### Exercise prompt
Search the records below for the word "blue", then return every line where it appears.

Stored dataset items:
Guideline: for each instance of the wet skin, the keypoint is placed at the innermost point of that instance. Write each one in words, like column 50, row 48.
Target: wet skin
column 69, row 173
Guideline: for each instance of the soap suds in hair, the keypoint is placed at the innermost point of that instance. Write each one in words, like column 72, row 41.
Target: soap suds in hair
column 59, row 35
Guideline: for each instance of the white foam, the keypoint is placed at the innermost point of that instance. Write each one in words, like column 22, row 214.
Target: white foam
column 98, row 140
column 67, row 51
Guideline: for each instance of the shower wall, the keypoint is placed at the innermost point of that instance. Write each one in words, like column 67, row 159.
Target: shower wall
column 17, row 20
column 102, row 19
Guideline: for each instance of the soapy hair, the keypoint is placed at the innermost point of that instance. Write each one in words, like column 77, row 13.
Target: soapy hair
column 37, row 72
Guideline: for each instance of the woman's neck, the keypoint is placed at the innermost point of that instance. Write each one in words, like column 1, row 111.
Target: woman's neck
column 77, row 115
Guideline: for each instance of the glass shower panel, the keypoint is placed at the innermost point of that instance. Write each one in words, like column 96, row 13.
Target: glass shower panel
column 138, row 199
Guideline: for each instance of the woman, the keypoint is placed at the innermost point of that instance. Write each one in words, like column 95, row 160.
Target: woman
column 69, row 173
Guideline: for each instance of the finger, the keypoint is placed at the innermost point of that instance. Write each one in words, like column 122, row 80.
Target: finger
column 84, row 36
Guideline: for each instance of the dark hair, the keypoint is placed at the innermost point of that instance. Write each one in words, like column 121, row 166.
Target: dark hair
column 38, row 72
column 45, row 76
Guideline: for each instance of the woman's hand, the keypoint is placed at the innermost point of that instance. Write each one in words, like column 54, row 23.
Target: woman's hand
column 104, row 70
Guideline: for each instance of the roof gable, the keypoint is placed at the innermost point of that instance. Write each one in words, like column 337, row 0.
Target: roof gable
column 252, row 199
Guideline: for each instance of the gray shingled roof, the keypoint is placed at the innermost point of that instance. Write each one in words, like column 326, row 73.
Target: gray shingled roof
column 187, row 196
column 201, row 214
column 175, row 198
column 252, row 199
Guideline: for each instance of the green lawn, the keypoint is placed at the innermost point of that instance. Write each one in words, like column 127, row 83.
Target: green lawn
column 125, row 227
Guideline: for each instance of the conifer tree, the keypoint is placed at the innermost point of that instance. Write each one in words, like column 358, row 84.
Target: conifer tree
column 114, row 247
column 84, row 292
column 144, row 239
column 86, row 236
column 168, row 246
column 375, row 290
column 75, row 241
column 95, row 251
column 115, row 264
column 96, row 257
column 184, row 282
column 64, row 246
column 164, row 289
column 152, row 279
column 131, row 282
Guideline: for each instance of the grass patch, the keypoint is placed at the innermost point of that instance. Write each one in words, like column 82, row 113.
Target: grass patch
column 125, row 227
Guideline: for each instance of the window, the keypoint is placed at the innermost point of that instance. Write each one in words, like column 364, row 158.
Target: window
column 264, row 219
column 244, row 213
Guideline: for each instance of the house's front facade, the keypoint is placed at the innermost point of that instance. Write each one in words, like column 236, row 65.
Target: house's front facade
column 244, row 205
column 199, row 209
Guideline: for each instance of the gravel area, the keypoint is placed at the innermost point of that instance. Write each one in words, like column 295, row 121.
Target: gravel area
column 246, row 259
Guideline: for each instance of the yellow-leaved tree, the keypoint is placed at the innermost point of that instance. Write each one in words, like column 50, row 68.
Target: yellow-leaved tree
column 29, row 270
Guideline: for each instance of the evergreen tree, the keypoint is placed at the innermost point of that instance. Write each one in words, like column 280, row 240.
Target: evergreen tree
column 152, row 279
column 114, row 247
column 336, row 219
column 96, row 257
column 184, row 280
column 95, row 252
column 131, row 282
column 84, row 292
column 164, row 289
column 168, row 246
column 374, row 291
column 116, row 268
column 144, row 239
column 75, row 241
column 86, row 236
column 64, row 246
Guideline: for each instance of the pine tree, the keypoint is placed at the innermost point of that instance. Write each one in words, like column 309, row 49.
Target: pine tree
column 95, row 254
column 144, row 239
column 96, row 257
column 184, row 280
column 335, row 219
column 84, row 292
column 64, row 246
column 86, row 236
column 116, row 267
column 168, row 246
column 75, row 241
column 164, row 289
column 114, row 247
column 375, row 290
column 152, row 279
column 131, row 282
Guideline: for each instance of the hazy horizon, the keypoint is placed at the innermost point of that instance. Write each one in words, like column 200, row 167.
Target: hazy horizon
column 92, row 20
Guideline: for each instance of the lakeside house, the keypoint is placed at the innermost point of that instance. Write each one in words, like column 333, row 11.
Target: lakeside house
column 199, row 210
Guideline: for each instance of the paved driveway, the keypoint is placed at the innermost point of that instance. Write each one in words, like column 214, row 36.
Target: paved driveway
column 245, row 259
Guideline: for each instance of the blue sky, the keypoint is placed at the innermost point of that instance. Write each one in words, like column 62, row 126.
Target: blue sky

### Result below
Guideline: for each instance of the blue sky, the keypoint is placed at the innermost point of that instance. Write each one in words, like column 62, row 126.
Target: blue sky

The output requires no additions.